>> Start Input

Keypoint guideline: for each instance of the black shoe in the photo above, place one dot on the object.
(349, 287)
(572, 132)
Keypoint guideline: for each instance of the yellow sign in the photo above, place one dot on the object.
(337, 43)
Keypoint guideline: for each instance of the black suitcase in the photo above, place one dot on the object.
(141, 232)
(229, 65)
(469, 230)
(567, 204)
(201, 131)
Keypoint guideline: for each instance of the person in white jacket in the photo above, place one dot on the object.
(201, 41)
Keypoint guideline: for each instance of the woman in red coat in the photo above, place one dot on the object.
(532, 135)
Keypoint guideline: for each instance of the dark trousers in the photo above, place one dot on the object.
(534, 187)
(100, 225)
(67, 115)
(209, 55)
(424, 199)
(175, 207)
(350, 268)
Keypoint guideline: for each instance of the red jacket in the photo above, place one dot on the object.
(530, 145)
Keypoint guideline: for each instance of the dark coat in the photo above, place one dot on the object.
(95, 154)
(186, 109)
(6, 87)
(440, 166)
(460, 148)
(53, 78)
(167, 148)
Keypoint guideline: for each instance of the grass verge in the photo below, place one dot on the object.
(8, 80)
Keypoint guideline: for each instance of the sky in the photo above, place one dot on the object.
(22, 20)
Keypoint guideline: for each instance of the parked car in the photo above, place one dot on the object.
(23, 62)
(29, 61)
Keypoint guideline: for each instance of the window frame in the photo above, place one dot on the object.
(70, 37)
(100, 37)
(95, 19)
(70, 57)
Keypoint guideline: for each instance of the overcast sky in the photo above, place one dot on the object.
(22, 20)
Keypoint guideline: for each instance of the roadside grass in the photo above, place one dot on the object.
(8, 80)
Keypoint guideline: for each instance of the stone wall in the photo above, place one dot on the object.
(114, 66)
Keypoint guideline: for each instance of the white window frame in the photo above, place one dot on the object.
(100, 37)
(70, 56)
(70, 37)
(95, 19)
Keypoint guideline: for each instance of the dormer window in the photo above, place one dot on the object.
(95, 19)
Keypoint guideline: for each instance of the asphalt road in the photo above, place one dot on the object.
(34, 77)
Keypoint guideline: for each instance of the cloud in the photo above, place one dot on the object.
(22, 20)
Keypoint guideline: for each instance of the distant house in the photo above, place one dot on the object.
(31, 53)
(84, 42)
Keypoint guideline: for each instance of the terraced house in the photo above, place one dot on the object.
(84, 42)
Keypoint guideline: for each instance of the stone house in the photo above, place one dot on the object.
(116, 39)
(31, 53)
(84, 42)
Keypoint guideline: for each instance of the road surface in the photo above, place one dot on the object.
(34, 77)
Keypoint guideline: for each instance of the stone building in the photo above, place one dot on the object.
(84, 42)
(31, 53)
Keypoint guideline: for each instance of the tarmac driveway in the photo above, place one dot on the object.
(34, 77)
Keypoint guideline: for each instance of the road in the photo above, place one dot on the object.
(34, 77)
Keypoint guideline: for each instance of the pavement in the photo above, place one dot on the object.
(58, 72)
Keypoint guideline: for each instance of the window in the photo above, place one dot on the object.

>> End Input

Exercise instructions: Reproduce each entry word for word.

Answer to the task:
Keypoint guideline: for each instance of the black shoe in the photo above, place one dot on the object.
(349, 287)
(572, 132)
Keypoint guideline: for each instance of the yellow sign in the photo above, place one dot on the object.
(337, 43)
Keypoint guideline: for each instance of the black suitcase in the photo above, place one dot on the object.
(141, 232)
(229, 65)
(469, 230)
(567, 204)
(201, 131)
Keypoint guideline: for each instance of the person in white jacket in the photo above, place one dot on the object.
(201, 41)
Keypoint guideline: for each instance of the woman in red coat in the photo above, place one dot on the object.
(532, 135)
Keypoint guideline: for each instance of the dark trousers in the photo above, place one dot on the object.
(534, 187)
(100, 225)
(67, 115)
(209, 55)
(424, 199)
(175, 207)
(350, 268)
Keypoint guideline: for each instance of the red jacket in the photo above, place one dot on the object.
(530, 145)
Keypoint guideline: for each instance of the dark coat in the photo above, place one dot on the object.
(95, 154)
(186, 109)
(6, 87)
(440, 166)
(460, 148)
(53, 78)
(167, 148)
Keypoint guideline: for each instance of the grass verge in the photo below, place one dot on the object.
(8, 80)
Keypoint guideline: for each instance of the sky in the photo above, place one dot on the object.
(22, 20)
Keypoint guideline: for each instance of the parked car in the photo above, place one dot on the object.
(23, 62)
(29, 61)
Keypoint guideline: for each instance of the window frame in the photo above, place one dot on the object.
(70, 37)
(100, 37)
(95, 19)
(70, 57)
Keypoint guideline: for each instance of the overcast sky in the photo above, place one dot on the object.
(22, 20)
Keypoint guideline: for each instance of the roadside grass in the photo above, place one dot on the object.
(8, 80)
Keypoint guideline: for each instance of the stone wall in the photo above, place one dot on the object.
(114, 66)
Keypoint guideline: for each instance of the white window frame in the photo above, place one dot on the object.
(100, 37)
(70, 56)
(70, 37)
(95, 19)
Keypoint guideline: for each instance of the dormer window in the photo above, place one dot on the object.
(95, 19)
Keypoint guideline: for each instance of the asphalt road in the photo above, place one dot on the object.
(34, 77)
Keypoint guideline: for each instance of the cloud in the photo above, place one dot on the object.
(22, 20)
Keypoint guideline: for each instance of the distant house in the photo above, place one dot on the object.
(31, 53)
(84, 42)
Keypoint guideline: for each instance of the terraced house in the photo above, place one dot on the object.
(84, 42)
Keypoint guideline: for each instance of the stone house in the photo above, place one dot on the object.
(116, 39)
(31, 53)
(84, 42)
Keypoint guideline: for each instance of the road surface in the photo above, place one dot on the object.
(34, 77)
Keypoint guideline: for each instance of the stone building in the photo above, place one dot on the object.
(84, 42)
(31, 53)
Keypoint guideline: for each instance of the tarmac driveway in the photo above, place one dot on the object.
(34, 77)
Keypoint guideline: for each instance of the road in the photo above, place one dot on the object.
(34, 77)
Keypoint guideline: for each instance of the pavement in the photo above, place one dot on the object.
(58, 72)
Keypoint guideline: for each instance of the window in the photo above, place one dot on the object.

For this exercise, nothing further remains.